▸ Work to be completed: When the string "iridescent" appears in a line of the records, show the whole line.

▸ Data extracts:
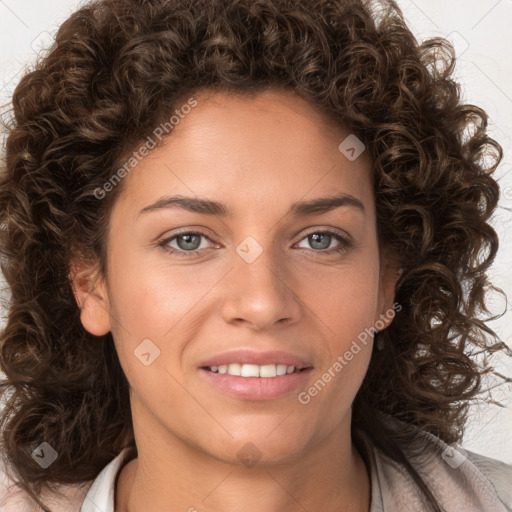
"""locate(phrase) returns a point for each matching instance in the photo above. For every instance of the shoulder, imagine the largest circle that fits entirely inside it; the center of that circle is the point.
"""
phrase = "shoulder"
(461, 480)
(67, 498)
(498, 473)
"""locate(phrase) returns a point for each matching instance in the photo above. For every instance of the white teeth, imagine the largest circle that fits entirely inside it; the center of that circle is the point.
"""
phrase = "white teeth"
(268, 370)
(250, 370)
(253, 370)
(281, 369)
(235, 369)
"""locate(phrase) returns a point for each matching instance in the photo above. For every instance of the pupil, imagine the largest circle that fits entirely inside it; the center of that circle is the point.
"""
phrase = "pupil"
(189, 241)
(314, 238)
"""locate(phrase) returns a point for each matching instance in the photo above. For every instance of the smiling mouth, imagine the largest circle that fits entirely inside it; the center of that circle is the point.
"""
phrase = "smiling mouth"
(254, 370)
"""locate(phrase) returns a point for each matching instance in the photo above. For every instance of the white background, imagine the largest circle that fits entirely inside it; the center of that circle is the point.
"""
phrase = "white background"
(481, 33)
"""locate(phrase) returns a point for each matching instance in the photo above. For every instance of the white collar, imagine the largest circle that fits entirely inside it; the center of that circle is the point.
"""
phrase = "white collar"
(100, 496)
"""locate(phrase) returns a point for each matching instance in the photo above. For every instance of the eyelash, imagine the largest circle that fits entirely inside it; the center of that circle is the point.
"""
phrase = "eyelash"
(345, 244)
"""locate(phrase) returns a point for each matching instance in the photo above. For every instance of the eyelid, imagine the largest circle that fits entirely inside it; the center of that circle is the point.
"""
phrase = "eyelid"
(345, 240)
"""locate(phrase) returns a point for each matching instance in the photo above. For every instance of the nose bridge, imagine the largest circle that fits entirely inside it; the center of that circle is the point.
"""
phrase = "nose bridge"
(258, 291)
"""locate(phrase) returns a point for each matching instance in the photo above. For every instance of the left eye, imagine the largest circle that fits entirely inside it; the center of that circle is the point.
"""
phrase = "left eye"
(189, 243)
(322, 240)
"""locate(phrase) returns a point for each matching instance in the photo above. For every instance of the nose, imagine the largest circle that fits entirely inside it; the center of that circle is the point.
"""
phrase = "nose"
(260, 293)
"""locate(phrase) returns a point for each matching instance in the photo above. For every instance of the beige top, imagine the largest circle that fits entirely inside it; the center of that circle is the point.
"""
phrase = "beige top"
(462, 481)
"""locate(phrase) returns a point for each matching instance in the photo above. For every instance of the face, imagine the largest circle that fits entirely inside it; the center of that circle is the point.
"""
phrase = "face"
(260, 280)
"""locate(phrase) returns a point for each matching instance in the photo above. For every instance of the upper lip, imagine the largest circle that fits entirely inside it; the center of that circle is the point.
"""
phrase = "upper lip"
(258, 358)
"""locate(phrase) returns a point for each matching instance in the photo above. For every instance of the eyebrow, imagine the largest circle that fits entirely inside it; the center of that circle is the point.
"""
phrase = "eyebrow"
(209, 207)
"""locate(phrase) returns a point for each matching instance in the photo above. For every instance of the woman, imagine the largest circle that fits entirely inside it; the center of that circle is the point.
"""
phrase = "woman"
(244, 243)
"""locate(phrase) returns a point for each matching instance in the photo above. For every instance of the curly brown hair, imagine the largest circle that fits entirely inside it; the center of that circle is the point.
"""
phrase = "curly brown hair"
(117, 69)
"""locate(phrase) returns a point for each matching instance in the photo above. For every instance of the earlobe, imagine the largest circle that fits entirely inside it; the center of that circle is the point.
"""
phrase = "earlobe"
(389, 276)
(91, 297)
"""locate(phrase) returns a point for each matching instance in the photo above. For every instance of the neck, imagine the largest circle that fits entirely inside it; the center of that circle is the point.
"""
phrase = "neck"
(330, 476)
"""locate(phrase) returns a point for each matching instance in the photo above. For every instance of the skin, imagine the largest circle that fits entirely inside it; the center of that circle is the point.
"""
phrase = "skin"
(258, 156)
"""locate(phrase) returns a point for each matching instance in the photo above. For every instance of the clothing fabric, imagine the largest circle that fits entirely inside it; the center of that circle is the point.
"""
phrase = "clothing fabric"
(462, 481)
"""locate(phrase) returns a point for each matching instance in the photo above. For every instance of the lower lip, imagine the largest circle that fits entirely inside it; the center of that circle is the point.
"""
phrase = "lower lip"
(256, 388)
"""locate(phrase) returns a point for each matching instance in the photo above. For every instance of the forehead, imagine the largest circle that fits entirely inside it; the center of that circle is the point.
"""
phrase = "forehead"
(274, 146)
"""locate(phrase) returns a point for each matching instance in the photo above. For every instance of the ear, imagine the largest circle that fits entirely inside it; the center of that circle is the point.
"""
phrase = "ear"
(91, 296)
(389, 275)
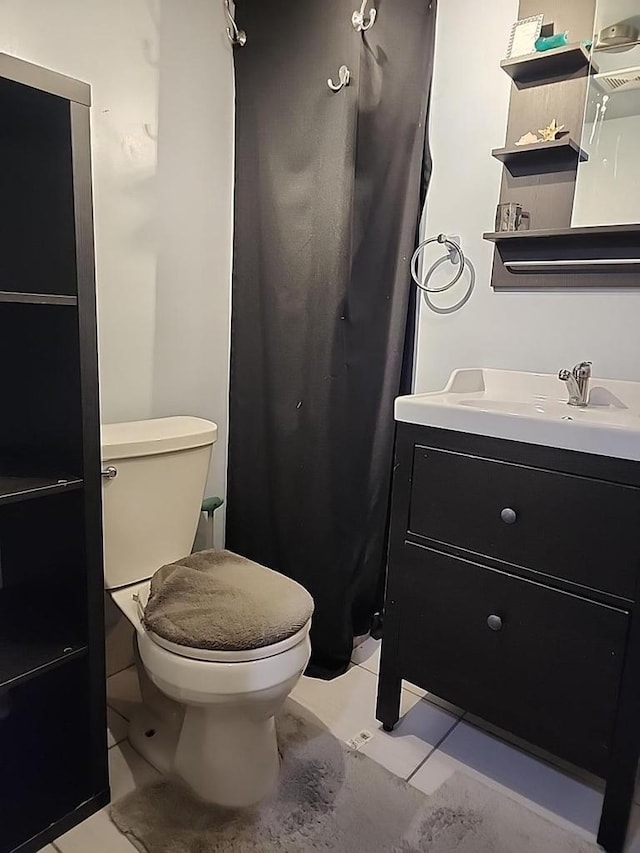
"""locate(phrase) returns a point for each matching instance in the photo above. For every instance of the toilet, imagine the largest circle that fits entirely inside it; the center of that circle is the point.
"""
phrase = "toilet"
(207, 715)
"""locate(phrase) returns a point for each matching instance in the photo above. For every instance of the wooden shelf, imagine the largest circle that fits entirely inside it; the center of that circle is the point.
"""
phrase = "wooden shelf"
(609, 233)
(37, 298)
(541, 157)
(14, 489)
(548, 64)
(35, 636)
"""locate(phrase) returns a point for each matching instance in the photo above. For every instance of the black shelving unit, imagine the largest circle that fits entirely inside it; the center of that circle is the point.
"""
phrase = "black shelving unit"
(53, 757)
(541, 157)
(548, 65)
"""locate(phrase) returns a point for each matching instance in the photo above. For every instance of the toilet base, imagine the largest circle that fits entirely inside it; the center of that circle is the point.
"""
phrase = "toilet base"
(225, 758)
(155, 738)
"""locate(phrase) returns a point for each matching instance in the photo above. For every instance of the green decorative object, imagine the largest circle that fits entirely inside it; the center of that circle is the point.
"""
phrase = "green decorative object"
(550, 42)
(210, 505)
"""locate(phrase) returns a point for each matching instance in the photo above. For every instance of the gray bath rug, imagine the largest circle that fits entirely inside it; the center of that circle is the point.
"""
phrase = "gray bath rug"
(331, 798)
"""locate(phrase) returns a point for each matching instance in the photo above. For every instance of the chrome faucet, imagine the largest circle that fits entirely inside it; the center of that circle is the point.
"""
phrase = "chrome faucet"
(577, 383)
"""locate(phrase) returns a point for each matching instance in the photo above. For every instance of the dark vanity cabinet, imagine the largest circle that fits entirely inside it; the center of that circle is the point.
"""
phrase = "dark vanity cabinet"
(512, 588)
(53, 755)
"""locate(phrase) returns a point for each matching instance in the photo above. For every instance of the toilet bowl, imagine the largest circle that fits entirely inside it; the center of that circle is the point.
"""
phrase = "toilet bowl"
(207, 715)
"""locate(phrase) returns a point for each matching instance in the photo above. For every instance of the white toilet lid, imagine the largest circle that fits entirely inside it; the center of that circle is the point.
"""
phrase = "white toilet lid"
(218, 656)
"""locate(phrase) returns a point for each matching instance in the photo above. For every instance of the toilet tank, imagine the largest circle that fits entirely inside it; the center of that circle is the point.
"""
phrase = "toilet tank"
(151, 506)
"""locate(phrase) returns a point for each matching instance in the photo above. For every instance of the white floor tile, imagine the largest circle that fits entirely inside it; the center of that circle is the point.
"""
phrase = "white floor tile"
(347, 706)
(542, 788)
(97, 834)
(127, 770)
(367, 654)
(117, 728)
(123, 692)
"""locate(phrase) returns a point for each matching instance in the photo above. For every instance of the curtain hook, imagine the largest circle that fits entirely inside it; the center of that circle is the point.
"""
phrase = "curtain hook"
(344, 76)
(358, 21)
(235, 36)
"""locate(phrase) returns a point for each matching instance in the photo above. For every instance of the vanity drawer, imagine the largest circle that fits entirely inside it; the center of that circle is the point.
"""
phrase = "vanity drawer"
(583, 530)
(546, 669)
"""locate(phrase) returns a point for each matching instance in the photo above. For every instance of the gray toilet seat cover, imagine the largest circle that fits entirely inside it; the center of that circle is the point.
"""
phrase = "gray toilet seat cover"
(220, 601)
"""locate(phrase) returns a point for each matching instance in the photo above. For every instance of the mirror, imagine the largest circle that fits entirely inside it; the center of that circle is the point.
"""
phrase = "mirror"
(607, 183)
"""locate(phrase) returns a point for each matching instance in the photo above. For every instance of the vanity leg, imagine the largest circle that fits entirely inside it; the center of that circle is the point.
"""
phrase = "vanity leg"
(625, 750)
(389, 696)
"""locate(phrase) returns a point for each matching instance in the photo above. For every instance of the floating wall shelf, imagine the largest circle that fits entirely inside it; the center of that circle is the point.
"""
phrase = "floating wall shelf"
(595, 256)
(611, 234)
(560, 155)
(548, 65)
(37, 298)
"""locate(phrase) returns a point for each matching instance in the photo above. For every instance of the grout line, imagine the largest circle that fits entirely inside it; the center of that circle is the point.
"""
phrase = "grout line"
(434, 749)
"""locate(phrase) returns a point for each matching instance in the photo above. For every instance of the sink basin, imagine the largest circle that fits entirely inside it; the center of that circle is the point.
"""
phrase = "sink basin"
(532, 407)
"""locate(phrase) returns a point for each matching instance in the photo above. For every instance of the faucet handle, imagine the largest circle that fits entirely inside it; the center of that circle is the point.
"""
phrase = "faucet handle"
(582, 370)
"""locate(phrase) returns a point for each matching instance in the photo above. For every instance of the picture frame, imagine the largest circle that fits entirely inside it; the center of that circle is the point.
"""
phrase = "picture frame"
(523, 37)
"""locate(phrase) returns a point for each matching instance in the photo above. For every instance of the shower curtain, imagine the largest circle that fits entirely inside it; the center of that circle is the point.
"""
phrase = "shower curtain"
(327, 200)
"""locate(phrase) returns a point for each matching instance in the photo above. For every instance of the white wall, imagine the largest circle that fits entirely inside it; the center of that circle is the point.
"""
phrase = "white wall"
(526, 331)
(162, 135)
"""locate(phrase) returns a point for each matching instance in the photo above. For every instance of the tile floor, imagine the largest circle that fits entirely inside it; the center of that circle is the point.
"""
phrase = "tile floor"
(431, 742)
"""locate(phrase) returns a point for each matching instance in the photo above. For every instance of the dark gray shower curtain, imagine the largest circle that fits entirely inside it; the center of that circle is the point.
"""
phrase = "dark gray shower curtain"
(328, 190)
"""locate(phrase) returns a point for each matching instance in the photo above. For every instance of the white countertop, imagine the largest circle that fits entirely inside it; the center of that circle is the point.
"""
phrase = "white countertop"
(532, 407)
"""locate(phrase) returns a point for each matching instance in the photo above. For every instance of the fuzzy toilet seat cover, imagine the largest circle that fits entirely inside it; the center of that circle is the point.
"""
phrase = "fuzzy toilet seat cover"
(220, 601)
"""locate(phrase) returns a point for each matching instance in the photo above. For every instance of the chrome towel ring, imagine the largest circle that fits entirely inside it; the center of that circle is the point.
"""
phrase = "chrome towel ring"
(235, 36)
(360, 25)
(344, 76)
(454, 255)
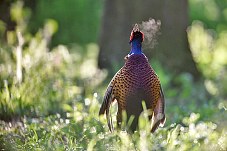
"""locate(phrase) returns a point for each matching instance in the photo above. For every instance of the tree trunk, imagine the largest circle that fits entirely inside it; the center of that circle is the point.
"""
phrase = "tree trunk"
(172, 49)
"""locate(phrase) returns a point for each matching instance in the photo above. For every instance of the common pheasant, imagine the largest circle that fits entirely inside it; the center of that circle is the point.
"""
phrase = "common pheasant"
(134, 83)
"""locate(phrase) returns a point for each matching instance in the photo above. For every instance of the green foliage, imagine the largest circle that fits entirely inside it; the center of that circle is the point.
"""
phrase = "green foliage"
(50, 98)
(78, 20)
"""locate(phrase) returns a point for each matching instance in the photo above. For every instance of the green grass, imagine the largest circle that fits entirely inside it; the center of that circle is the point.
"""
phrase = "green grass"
(55, 105)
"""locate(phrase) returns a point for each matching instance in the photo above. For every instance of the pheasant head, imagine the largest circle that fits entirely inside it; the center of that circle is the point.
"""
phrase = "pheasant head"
(136, 39)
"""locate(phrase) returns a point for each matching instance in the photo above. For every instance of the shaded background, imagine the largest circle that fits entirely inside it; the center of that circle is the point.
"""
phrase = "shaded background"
(57, 57)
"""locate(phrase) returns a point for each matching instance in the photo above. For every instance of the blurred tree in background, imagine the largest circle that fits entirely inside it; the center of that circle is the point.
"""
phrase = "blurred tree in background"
(172, 48)
(50, 93)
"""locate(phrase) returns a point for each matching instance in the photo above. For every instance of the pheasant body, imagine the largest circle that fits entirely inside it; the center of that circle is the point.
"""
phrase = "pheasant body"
(135, 82)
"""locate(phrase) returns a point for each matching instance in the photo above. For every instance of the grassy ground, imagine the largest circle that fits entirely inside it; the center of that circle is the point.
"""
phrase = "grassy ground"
(55, 105)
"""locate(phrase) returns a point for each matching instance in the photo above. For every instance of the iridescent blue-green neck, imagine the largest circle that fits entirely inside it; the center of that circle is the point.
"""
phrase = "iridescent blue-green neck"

▸ Answer to this problem:
"""locate(phrase) returns a point for each matching instance in the photo above. For every instance of the iridescent blue-green neck, imagine the largest circle that fits entirely inside it; the center of that circle is the point.
phrase = "iridescent blue-green neck"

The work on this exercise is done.